Assigned task —
Reproduce the passage on The Greater Journey word for word, starting at "After risking the" and ending at "of his life.".
(Beginning of Extract)
The Greater Journey is the enthralling, inspiring—and until
now, untold—story of the adventurous American artists,
writers, doctors, politicians, architects, and others of
high aspiration who set off for Paris in the years between
1830 and 1900, ambitious to excel in their work.
After risking the hazardous journey across the Atlantic,
these Americans embarked on a greater journey in the City of
Light. Most had never left home, never experienced a
different culture. None had any guarantee of success. That
they achieved so much for themselves and their country
profoundly altered American history. As David McCullough
writes, “Not all pioneers went west.” Elizabeth Blackwell,
the first female doctor in America, was one of this intrepid
band. Another was Charles Sumner, who enrolled at the
Sorbonne because of a burning desire to know more about
everything. There he saw black students with the same
ambition he had, and when he returned home, he would become
the most powerful, unyielding voice for abolition in the
U.S. Senate, almost at the cost of his life.
Two staunch friends, James Fenimore Cooper and Samuel F. B.
Morse, worked unrelentingly every day in Paris, Cooper
writing and Morse painting what would be his masterpiece.
(End of Extract)
(Beginning of Dataset extract)
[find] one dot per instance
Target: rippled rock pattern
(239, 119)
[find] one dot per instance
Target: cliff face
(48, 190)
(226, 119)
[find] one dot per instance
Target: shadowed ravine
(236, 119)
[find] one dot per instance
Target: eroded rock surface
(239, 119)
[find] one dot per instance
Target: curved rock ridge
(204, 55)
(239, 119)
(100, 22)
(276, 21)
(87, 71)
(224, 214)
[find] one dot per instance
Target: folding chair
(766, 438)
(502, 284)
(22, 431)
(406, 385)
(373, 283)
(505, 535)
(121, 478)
(End of Dataset extract)
(Beginning of Dataset extract)
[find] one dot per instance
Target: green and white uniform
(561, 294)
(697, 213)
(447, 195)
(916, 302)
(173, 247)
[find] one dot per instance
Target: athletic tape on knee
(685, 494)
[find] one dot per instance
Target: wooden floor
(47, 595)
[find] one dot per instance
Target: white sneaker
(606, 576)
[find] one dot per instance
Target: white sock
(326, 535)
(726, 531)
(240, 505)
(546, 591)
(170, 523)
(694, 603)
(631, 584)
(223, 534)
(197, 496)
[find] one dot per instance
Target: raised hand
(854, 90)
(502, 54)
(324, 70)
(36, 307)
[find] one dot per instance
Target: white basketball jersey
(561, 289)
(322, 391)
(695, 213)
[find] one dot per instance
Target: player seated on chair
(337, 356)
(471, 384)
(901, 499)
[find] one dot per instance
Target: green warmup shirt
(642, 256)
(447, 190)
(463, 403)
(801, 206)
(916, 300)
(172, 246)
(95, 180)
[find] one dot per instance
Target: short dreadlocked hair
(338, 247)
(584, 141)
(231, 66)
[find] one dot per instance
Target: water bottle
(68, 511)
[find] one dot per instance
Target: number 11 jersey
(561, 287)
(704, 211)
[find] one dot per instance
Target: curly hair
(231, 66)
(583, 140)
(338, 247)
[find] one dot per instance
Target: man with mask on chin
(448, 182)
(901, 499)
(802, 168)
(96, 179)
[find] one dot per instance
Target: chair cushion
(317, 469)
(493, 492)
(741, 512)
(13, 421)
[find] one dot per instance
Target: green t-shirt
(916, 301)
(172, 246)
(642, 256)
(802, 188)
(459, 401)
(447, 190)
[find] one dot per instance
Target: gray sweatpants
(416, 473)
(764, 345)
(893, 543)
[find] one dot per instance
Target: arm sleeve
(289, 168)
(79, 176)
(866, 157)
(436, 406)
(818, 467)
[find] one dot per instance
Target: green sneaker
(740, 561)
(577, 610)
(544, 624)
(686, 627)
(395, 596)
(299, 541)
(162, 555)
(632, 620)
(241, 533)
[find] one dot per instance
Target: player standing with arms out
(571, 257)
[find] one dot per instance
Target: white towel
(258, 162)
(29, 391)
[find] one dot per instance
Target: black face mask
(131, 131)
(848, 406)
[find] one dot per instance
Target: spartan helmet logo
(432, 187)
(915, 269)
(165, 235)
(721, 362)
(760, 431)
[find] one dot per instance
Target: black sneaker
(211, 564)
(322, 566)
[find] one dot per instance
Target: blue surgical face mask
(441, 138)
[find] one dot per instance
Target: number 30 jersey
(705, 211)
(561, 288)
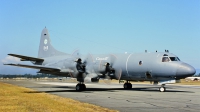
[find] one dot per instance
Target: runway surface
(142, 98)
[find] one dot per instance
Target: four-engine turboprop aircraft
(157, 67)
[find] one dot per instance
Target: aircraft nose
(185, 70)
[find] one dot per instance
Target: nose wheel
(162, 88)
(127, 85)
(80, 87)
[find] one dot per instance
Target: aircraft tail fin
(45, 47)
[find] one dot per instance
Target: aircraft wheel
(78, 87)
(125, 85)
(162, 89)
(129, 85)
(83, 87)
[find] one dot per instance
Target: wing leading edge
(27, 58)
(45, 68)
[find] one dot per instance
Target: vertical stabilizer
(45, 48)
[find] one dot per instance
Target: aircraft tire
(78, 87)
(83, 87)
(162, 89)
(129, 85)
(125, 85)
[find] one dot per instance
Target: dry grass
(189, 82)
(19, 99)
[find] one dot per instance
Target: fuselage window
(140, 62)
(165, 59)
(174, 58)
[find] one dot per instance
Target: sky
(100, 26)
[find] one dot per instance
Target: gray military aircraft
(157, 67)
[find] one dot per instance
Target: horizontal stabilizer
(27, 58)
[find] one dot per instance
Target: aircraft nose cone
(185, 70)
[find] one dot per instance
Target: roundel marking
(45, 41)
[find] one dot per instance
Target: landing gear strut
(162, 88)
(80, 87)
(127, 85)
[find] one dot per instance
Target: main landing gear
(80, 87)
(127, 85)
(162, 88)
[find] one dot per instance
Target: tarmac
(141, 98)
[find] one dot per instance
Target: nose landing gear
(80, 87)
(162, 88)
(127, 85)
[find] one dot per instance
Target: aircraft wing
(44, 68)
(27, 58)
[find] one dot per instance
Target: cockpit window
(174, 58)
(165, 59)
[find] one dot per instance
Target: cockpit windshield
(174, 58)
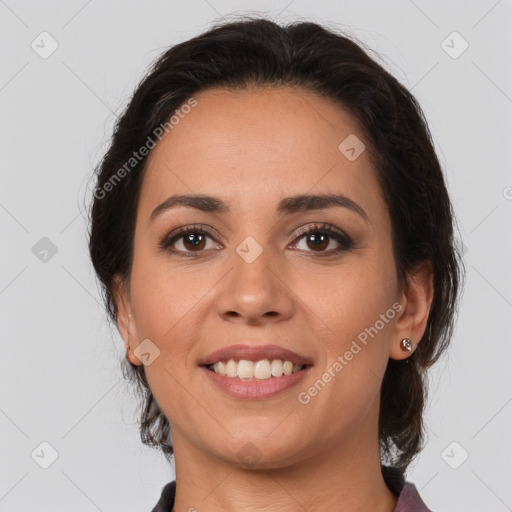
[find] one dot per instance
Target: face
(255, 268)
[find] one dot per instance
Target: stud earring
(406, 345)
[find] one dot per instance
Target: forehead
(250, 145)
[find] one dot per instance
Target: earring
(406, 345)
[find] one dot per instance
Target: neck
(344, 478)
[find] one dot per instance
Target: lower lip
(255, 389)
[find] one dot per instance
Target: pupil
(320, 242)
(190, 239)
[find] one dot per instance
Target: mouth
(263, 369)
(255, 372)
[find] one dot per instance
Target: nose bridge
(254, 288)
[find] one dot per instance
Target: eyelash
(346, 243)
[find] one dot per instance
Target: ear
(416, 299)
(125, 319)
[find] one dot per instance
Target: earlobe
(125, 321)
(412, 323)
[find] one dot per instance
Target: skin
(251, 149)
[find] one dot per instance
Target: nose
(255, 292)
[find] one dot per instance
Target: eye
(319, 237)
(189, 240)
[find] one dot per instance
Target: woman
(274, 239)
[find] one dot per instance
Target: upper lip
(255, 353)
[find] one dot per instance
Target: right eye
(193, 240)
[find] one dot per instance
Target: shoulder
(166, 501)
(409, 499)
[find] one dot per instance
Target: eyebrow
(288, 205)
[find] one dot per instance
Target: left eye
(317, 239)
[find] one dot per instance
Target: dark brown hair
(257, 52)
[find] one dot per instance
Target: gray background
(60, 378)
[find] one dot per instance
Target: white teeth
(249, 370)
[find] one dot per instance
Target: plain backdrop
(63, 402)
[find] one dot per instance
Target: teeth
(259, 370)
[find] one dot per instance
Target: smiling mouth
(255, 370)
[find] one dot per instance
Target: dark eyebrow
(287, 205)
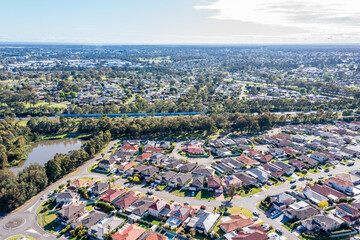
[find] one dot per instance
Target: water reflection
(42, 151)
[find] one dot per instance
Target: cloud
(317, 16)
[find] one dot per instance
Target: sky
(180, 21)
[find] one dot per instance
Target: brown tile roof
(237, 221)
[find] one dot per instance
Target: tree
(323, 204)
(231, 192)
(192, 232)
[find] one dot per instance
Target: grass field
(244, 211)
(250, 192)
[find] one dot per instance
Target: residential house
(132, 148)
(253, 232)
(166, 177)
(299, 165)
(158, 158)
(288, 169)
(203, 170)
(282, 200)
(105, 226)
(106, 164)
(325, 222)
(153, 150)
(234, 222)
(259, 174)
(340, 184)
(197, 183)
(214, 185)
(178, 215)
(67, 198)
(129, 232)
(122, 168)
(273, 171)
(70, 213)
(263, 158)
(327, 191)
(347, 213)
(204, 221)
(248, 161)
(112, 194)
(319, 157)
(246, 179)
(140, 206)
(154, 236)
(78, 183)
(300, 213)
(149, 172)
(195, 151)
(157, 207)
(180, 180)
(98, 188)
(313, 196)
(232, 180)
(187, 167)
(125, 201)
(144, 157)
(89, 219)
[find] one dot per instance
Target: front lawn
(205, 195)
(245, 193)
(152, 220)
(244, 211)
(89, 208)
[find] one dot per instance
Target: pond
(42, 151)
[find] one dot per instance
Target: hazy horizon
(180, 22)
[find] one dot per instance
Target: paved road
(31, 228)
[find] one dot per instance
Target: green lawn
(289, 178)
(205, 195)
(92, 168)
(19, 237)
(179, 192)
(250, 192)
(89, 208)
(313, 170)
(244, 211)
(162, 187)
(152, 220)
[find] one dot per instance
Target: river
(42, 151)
(End of Dataset extract)
(Beginning of Dataset extract)
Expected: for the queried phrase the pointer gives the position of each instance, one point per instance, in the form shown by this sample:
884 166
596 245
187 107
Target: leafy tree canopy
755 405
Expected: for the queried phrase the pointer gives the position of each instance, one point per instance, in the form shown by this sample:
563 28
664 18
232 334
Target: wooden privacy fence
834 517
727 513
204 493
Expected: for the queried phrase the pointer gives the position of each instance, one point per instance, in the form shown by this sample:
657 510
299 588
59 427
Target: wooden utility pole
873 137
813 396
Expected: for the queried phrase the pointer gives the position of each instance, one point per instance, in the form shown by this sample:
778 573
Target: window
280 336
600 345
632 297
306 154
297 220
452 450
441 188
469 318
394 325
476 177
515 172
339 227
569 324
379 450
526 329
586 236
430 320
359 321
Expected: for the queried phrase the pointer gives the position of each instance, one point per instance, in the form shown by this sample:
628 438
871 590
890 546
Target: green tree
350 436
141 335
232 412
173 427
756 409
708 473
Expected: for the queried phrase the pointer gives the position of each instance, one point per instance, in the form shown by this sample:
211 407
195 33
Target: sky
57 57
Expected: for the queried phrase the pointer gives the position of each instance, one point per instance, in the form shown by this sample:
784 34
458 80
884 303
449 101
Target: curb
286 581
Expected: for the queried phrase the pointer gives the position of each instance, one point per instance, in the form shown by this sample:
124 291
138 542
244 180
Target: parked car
(End of Dataset extract)
Solution below —
After risking the hazardous journey across the Atlantic,
these Americans embarked on a greater journey in the City of
Light. Most had never left home, never experienced a
different culture. None had any guarantee of success. That
they achieved so much for themselves and their country
profoundly altered American history. As David McCullough
writes, “Not all pioneers went west.” Elizabeth Blackwell,
the first female doctor in America, was one of this intrepid
band. Another was Charles Sumner, who enrolled at the
Sorbonne because of a burning desire to know more about
everything. There he saw black students with the same
ambition he had, and when he returned home, he would become
the most powerful, unyielding voice for abolition in the
U.S. Senate, almost at the cost of his life.